**TASK DETAILS**
Apart from the images, reproduce all of the data word for word.

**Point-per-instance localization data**
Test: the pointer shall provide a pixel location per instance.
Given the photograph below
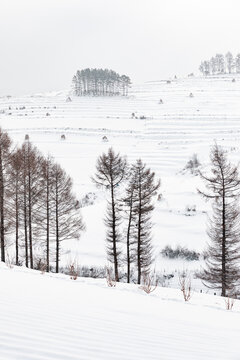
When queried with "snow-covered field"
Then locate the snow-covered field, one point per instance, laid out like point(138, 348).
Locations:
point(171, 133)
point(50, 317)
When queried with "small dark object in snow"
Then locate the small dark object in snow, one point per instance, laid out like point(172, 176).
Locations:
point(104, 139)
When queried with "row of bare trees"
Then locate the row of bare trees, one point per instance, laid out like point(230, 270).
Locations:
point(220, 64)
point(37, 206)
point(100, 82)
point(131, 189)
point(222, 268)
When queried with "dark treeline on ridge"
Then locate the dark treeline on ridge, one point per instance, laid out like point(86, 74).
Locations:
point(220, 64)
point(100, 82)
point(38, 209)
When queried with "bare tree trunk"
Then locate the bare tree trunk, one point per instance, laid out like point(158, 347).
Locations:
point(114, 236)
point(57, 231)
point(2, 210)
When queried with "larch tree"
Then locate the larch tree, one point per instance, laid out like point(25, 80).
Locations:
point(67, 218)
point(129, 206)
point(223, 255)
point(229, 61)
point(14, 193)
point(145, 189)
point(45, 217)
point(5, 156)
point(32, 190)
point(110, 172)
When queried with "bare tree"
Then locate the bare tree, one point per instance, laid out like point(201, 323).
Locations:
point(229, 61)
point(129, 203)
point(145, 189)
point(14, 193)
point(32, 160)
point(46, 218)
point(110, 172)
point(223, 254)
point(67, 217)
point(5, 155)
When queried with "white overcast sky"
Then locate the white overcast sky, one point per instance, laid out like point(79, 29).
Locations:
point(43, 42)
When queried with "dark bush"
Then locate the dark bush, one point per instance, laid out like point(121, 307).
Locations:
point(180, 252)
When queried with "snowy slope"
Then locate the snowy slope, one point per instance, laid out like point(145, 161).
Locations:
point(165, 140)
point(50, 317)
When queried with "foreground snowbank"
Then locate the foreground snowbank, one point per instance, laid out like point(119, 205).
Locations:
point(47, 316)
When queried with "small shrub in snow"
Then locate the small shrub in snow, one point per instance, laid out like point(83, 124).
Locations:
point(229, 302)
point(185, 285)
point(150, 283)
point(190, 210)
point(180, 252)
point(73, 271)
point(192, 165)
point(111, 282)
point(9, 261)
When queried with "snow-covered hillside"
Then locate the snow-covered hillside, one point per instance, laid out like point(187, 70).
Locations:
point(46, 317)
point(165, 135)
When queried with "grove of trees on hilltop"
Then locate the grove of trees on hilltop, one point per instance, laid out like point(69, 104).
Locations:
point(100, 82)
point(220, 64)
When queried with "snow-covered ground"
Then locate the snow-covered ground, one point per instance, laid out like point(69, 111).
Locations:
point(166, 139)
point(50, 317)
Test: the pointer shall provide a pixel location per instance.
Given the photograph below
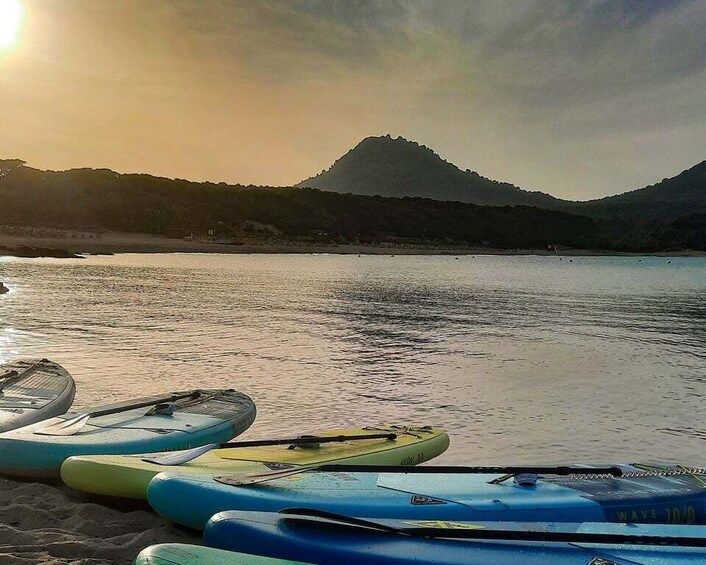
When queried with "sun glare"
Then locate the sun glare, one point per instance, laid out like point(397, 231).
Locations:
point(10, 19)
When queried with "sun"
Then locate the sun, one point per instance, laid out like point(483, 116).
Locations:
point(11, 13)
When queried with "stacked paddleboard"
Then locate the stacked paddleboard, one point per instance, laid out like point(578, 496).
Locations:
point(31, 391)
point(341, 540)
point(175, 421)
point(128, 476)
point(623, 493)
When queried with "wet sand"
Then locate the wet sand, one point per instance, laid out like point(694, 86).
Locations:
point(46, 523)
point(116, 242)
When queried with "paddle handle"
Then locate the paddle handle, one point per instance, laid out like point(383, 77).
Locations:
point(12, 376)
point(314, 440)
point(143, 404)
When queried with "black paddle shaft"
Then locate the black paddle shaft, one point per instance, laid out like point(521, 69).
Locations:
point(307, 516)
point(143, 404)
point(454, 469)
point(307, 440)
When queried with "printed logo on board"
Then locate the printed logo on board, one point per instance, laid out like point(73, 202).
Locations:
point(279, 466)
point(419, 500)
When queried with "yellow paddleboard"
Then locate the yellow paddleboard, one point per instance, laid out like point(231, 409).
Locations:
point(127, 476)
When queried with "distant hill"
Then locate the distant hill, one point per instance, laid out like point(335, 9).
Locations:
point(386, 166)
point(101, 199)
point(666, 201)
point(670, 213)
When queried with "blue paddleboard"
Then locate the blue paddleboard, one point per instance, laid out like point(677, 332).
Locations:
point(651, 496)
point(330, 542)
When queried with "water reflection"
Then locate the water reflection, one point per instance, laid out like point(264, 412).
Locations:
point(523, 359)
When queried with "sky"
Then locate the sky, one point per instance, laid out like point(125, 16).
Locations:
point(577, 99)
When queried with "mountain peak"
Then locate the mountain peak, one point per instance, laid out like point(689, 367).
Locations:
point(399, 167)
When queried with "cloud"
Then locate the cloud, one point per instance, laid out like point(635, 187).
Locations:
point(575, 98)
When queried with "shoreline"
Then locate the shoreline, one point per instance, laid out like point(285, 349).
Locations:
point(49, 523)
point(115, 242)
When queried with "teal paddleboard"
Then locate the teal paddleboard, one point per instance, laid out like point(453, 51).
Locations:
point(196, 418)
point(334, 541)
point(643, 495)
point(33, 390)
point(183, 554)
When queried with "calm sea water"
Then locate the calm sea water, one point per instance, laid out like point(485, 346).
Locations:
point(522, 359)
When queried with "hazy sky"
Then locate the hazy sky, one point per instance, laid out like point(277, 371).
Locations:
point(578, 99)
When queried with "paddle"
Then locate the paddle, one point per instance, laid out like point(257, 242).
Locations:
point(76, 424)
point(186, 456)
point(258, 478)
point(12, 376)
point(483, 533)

**EXERCISE SOLUTION**
Test: the pointer shall provide a pixel location per instance.
Given the photograph below
When queried with "snow-covered field"
Then locate the snow-covered field, one point per instance, laid out like point(138, 348).
Locations:
point(171, 133)
point(50, 317)
When queried with "small dark object in snow"
Then locate the small dark object in snow, one point per instance, laid out like point(172, 176).
Locations:
point(104, 139)
When queried with "row of bare trees"
Then locate the row of bare trees, one point per instance, laid out like point(230, 270).
Locations:
point(220, 64)
point(37, 206)
point(100, 82)
point(131, 189)
point(222, 268)
When queried with "dark treeline on ridge"
Then locate the dark treeline on ridge, one point per instance, laid out like point(86, 74).
Locations:
point(220, 64)
point(100, 82)
point(38, 209)
When queried with "bare tree trunk"
Then locate the bare tree trunk, one point per instance, laid out like point(158, 347).
Locations:
point(114, 236)
point(57, 231)
point(2, 210)
When queried with "larch tree"
Then locate the larch tree, one point per instance, laid out like point(25, 80).
Locations:
point(67, 218)
point(129, 206)
point(223, 255)
point(229, 61)
point(14, 193)
point(145, 189)
point(45, 217)
point(5, 156)
point(32, 190)
point(110, 172)
When queried with "bare tree"
Then locate the bare tree, one point per instance, laid out like point(201, 323).
Locations:
point(229, 61)
point(129, 203)
point(145, 189)
point(14, 193)
point(32, 160)
point(46, 218)
point(110, 172)
point(223, 254)
point(67, 217)
point(5, 155)
When queried with "white overcast sky"
Then locate the white overcast sky, one point per instance, laid out like point(79, 29).
Locations:
point(43, 42)
When queried with "dark bush"
Then locate the dark bush, one point per instance, laid out like point(121, 307).
Locations:
point(180, 252)
When queried with "snowy slope"
Then locate the snowy slope, one point per instance, laid out like point(145, 161).
Locations:
point(165, 140)
point(50, 317)
When queried with "foreground snowbank"
Then locate the foreground snowbank, one point per instance, laid out like point(119, 205).
Locations:
point(47, 316)
When queried with "small shrub in snow"
Then locate the small shrub in snow, one point per instance, laid out like point(83, 124).
Locations:
point(229, 302)
point(185, 285)
point(150, 283)
point(190, 210)
point(180, 252)
point(73, 271)
point(192, 165)
point(111, 282)
point(9, 261)
When queried with "snow-covered hillside"
Then locate the snow-covered hillside, one point per instance, laid out like point(187, 70).
Locations:
point(46, 317)
point(165, 135)
When queried with "grove of trees on hilltop"
Then locate the grove of trees on hilltop, one point per instance, laid out like point(69, 104).
Locations:
point(100, 82)
point(220, 64)
When queried with "snow-covered ground"
Then locate the snow-covered ground, one point per instance, laid out like point(69, 111).
Locations:
point(166, 139)
point(50, 317)
Test: the pointer shall provide a pixel location per instance.
Given the photograph below
When queried with "sun glare"
Then locate the sun glare, one point per instance, laid out like point(397, 231).
Locations:
point(10, 19)
When queried with "sun"
Then locate the sun, one point per instance, laid out like point(483, 116).
Locations:
point(11, 13)
When queried with "stacked paddleboard"
Then locate the stacked paddleboard, one point per instance, laid out like point(578, 496).
Locations:
point(31, 391)
point(341, 540)
point(175, 421)
point(128, 476)
point(623, 493)
When queried with "wet sand"
Then locate the wet sand, one point per instance, laid out like point(694, 86).
Locations:
point(46, 523)
point(116, 242)
When queried with "paddle handle"
Then locate the paddle handle, one point per instance, laid out like point(383, 77).
Locations:
point(12, 376)
point(314, 440)
point(143, 404)
When queried with "black paddle shaft"
Then locate the black paddle shaft, one point per instance, laid out like point(521, 69).
Locations:
point(307, 516)
point(143, 404)
point(454, 469)
point(307, 440)
When queried with "printed logo on board"
Then locate the printed logo on board, one point per instance, laid out like point(73, 202).
Locations:
point(279, 466)
point(419, 500)
When queried with "yellow paddleboard"
Then locate the yellow paddleboard, one point per instance, laid out like point(231, 409).
Locations:
point(127, 476)
When queried with "distant hill"
Then locate the distant hill, one point per instance, laid out like point(335, 9).
Locations:
point(386, 166)
point(101, 199)
point(666, 201)
point(670, 213)
When queried with "blue paddleboard"
Then locate the blue paddleboard, one point per instance, laid out like point(677, 332).
Locations:
point(651, 496)
point(330, 542)
When queried with "water reflection"
Then locate the water reflection, one point per instance, laid out like point(264, 412).
Locations:
point(523, 359)
When queried with "sky"
Then locate the sky, one point per instance, laid out like point(125, 16).
Locations:
point(577, 99)
When queried with "mountain peak"
Then locate the mountain peak, one point per instance, laid out like point(689, 367).
Locations:
point(399, 167)
When queried with "cloud"
Then locate the cloud, one point per instance, laid out like point(635, 187).
Locations:
point(575, 98)
When queried with "shoreline"
Then locate the shoreline, one point per instance, laid out like point(285, 349).
Locations:
point(49, 523)
point(115, 242)
When queried with "teal paddleboard"
Then locate the teal paddleboard, one point per instance, laid out like point(453, 51).
Locations:
point(196, 418)
point(334, 541)
point(643, 495)
point(33, 390)
point(183, 554)
When queried with "calm sea water"
Then locate the calm sea water, one point per instance, laid out like point(485, 346).
Locations:
point(522, 359)
When queried with "hazy sky"
Then locate the hazy sky, one point per instance, laid out like point(277, 371).
Locations:
point(578, 99)
When queried with "paddle"
Then locate the paddle, one point per instance, laid out like point(257, 242).
Locations:
point(76, 424)
point(186, 456)
point(258, 478)
point(12, 376)
point(483, 533)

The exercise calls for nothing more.